[Referring expression pointing data]
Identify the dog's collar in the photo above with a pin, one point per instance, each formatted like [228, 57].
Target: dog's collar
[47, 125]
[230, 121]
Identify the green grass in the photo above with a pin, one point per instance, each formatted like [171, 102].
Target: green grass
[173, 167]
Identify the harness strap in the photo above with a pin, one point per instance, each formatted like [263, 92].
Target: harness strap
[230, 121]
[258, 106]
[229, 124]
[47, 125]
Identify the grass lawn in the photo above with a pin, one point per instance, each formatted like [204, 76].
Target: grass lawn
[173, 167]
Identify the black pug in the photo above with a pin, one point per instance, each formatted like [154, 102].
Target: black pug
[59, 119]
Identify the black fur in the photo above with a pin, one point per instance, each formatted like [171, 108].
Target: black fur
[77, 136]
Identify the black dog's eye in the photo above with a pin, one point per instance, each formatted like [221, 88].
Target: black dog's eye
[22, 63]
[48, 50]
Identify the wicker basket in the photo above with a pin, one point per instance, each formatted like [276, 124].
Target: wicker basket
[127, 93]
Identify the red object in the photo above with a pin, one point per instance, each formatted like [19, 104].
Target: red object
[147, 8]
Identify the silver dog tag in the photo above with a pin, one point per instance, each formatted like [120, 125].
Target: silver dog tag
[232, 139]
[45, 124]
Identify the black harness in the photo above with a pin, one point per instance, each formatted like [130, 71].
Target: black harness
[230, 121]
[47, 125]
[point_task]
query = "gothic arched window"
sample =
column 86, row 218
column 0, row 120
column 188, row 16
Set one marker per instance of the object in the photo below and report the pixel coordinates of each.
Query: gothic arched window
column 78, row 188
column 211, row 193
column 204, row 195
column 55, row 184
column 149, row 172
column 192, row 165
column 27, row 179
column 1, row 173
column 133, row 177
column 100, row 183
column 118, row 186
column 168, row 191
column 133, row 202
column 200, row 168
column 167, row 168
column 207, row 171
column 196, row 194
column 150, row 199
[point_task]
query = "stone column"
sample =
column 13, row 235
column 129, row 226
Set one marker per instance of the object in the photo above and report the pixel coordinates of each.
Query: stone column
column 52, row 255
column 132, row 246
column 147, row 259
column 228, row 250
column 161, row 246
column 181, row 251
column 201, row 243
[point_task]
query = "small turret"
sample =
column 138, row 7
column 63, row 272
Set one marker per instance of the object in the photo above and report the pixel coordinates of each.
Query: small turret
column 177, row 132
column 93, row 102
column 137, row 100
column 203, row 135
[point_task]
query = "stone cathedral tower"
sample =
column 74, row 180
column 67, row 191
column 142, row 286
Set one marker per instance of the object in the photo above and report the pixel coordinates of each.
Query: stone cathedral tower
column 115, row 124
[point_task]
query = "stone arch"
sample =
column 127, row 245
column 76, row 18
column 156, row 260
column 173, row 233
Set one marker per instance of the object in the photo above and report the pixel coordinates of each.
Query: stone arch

-- EXERCISE PROMPT --
Of all the entries above, repeat only the lines from the line that has "Identify the wicker" to the line that has "Identify the silver", both lines included, exactly.

-- WRITTEN SOLUTION --
Identify the wicker basket in the photo above with a pin, one point per instance, each formatted like [276, 124].
Target: wicker basket
[127, 93]
Identify the red object in the photo above with a pin, one point per instance, each formatted like [19, 104].
Target: red object
[147, 8]
Identify the silver dog tag in the photo above with a pin, one point per instance, each formatted like [120, 125].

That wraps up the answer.